- [Requirement]:
Repeat the data exactly, every last line of it.

== Provided records ==

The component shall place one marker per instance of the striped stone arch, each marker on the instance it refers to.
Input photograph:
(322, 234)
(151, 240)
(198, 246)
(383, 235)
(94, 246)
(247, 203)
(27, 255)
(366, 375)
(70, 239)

===

- [Solved exercise]:
The component shall place one marker per instance of the striped stone arch, each marker on the instance it refers to.
Input photograph:
(322, 234)
(151, 240)
(198, 246)
(383, 235)
(94, 246)
(247, 203)
(27, 255)
(366, 375)
(70, 239)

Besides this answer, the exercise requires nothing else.